> TASK STATEMENT: Reproduce exactly the lines below, starting with the line that contains "of the short-sleeved" and ending with the last line of the records, both included, and nothing else.

> RECORDS SHOWN:
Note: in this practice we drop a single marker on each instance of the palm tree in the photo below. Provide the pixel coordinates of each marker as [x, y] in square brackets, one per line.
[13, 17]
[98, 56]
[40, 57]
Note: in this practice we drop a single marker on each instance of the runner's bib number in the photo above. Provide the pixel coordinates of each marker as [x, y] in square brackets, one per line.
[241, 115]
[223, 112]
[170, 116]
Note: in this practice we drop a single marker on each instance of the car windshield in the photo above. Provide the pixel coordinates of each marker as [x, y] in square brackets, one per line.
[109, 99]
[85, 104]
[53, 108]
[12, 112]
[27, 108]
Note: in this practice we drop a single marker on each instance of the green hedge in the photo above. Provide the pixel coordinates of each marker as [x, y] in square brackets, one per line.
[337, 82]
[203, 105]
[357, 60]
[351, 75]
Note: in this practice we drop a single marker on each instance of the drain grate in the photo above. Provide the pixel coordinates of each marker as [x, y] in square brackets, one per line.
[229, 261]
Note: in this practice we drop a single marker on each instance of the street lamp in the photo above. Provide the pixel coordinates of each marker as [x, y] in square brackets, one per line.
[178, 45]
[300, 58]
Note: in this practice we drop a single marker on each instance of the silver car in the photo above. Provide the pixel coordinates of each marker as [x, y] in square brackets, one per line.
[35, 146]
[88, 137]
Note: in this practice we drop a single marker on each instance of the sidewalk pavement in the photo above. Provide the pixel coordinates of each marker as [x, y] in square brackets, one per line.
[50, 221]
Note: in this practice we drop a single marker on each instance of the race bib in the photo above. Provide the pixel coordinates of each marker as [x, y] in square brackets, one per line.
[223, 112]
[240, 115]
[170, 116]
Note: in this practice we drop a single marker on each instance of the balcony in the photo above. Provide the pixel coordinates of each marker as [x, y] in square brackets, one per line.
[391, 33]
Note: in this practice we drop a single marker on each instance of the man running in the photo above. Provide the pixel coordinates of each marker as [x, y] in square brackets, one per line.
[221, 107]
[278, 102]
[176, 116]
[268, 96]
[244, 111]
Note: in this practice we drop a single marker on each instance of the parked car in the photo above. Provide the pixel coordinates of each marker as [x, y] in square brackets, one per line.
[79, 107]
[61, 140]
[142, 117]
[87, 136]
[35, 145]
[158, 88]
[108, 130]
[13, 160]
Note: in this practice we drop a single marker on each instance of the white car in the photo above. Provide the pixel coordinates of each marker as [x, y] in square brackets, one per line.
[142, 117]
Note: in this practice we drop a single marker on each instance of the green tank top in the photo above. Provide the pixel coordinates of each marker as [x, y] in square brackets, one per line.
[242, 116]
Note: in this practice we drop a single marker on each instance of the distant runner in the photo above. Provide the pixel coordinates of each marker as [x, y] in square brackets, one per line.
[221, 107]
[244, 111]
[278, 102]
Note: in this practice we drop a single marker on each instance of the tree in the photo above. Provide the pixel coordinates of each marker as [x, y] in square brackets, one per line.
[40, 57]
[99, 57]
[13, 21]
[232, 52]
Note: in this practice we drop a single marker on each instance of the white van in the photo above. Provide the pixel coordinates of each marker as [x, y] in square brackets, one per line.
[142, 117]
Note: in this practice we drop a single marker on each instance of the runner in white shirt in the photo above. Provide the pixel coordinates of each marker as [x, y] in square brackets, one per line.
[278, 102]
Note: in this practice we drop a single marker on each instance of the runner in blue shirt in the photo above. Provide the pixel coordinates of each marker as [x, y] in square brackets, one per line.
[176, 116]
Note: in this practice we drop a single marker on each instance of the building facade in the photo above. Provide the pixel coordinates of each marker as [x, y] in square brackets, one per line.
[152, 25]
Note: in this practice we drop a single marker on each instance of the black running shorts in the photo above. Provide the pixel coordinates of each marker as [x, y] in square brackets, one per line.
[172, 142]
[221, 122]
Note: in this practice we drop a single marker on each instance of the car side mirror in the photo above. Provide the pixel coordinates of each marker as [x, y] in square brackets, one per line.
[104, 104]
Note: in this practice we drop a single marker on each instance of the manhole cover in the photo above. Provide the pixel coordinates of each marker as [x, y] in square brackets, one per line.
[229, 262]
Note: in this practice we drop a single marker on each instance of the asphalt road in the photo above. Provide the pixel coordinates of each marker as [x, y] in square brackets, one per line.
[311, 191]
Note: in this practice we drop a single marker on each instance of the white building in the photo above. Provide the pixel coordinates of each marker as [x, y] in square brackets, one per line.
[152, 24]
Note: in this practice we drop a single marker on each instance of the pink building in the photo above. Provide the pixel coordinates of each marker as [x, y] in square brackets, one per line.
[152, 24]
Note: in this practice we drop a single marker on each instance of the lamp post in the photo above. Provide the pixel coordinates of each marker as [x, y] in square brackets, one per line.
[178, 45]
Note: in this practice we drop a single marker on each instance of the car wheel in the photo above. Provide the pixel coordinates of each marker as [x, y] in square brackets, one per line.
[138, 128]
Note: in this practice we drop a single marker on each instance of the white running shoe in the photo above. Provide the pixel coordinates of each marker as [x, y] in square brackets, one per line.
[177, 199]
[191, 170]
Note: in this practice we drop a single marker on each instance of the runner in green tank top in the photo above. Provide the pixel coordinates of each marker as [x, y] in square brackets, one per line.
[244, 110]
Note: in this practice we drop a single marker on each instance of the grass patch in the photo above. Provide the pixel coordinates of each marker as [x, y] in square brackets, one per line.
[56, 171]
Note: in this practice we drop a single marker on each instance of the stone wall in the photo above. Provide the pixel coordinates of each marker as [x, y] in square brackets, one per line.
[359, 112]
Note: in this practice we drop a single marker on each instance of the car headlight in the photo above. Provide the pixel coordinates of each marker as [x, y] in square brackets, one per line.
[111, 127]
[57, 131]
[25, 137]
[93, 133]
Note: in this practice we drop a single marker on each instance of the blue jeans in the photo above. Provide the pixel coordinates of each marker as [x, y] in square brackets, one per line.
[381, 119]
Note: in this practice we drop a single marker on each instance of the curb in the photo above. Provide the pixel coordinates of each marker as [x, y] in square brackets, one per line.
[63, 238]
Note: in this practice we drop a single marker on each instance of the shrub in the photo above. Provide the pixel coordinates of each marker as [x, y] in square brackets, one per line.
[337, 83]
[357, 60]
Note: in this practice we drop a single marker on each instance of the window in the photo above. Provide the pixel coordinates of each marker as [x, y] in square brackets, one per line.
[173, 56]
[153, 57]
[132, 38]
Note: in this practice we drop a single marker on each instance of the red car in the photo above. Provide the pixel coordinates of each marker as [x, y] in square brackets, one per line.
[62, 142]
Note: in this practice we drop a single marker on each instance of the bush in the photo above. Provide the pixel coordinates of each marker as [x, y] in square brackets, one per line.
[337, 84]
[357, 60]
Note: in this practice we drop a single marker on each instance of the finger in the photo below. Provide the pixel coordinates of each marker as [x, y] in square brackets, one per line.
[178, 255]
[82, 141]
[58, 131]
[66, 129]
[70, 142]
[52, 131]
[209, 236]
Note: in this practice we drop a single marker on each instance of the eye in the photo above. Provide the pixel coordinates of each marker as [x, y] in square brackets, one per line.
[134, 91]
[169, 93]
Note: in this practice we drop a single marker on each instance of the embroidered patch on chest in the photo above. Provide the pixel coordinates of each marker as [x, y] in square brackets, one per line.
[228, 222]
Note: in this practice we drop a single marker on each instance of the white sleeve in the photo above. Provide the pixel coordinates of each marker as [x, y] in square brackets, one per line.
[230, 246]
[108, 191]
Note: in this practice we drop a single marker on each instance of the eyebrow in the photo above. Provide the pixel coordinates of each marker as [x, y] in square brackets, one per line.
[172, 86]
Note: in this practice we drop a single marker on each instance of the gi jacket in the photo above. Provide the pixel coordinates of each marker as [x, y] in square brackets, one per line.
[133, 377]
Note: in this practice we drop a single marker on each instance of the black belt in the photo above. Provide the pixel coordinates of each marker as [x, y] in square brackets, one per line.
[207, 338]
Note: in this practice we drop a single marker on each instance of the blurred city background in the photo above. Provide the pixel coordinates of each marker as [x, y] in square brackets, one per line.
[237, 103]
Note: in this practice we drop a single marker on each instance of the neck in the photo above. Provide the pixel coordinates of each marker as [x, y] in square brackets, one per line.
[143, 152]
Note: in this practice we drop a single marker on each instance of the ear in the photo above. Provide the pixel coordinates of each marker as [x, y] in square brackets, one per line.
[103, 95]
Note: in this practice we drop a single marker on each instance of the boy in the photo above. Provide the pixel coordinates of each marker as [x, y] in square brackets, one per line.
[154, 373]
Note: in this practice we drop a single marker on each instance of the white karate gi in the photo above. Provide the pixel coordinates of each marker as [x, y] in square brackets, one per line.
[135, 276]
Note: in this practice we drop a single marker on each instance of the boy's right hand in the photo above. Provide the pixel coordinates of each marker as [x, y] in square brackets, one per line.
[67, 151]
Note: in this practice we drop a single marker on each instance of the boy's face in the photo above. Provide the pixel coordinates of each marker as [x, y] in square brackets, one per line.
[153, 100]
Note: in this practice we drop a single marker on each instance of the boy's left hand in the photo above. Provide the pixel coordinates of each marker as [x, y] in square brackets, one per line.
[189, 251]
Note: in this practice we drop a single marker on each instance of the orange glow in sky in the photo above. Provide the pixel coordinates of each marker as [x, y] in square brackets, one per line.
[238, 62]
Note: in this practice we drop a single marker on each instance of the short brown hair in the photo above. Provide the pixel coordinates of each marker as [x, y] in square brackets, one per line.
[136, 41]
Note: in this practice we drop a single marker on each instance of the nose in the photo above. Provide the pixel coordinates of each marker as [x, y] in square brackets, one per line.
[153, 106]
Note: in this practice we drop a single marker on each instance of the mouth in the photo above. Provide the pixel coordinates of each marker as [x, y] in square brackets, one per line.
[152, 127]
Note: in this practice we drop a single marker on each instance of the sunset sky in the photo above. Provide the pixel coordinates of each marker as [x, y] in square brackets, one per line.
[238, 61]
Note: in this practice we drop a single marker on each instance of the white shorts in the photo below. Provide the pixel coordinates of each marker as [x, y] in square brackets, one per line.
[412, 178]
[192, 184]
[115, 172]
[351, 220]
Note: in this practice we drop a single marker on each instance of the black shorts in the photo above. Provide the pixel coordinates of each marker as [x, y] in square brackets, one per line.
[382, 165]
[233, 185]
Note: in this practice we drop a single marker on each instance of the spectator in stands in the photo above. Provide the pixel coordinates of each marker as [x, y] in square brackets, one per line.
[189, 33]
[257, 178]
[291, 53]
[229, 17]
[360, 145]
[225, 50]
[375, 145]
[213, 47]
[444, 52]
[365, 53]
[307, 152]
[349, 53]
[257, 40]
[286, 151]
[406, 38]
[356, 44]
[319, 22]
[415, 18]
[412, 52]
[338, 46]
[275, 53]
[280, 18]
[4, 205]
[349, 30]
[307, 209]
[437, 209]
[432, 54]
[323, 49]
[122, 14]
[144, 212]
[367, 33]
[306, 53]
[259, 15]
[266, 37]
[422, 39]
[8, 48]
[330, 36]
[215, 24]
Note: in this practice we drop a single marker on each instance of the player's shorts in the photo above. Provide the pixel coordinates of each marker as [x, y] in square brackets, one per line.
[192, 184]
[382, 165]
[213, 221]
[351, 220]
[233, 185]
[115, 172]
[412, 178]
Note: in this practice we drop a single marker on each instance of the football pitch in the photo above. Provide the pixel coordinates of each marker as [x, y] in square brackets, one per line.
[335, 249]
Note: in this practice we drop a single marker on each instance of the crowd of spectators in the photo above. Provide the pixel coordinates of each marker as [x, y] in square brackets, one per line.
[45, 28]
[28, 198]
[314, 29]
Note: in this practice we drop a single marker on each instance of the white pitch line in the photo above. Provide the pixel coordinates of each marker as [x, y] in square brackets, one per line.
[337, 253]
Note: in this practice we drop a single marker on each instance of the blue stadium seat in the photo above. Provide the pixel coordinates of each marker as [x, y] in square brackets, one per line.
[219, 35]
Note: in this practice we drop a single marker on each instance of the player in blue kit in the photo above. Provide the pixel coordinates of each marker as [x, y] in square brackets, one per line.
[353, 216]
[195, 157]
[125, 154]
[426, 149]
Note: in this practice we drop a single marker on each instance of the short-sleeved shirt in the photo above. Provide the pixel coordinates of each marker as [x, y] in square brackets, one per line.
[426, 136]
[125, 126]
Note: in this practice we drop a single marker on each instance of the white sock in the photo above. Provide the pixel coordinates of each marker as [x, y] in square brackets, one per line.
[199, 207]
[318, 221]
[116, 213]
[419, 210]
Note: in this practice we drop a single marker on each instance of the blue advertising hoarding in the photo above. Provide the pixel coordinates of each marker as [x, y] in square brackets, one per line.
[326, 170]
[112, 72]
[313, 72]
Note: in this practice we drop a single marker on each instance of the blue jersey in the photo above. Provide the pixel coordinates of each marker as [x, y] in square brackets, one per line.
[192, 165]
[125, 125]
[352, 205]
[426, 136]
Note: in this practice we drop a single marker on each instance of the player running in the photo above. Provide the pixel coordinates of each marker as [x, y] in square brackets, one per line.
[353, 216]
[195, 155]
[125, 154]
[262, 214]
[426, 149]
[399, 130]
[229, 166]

> FINAL RESULT:
Note: in this practice we drop a single marker on each instance of the short-sleeved shirt in the photo above. Provide the pixel coordinates of each marker as [x, y] in square brackets, one per line.
[426, 136]
[125, 126]
Note: in this practice we drop a single marker on each instance of the white sock in the photo above. Provide the pixel coordinates of each marker as [x, y] in square brackets, one per line.
[199, 207]
[318, 221]
[116, 213]
[419, 210]
Note: in this practice we drop a single marker on each instance of the blue advertising hoarding in the photo above. Provide the pixel coordinates of each marker as [x, y] in square brackets, one per line.
[326, 170]
[112, 72]
[313, 72]
Note: in this practice we drop a single marker on each instance of the blue jersey in the photo above. Provide the pixel coordinates of each marker as [x, y] in square brackets, one per line.
[192, 165]
[125, 125]
[352, 205]
[426, 136]
Note: in this practice we drop a single marker on each instance of the player running in the photo above. Provide the pixel coordinates of each marker as [x, y] in square brackets, one per line.
[353, 216]
[195, 155]
[125, 154]
[262, 214]
[426, 149]
[399, 130]
[229, 166]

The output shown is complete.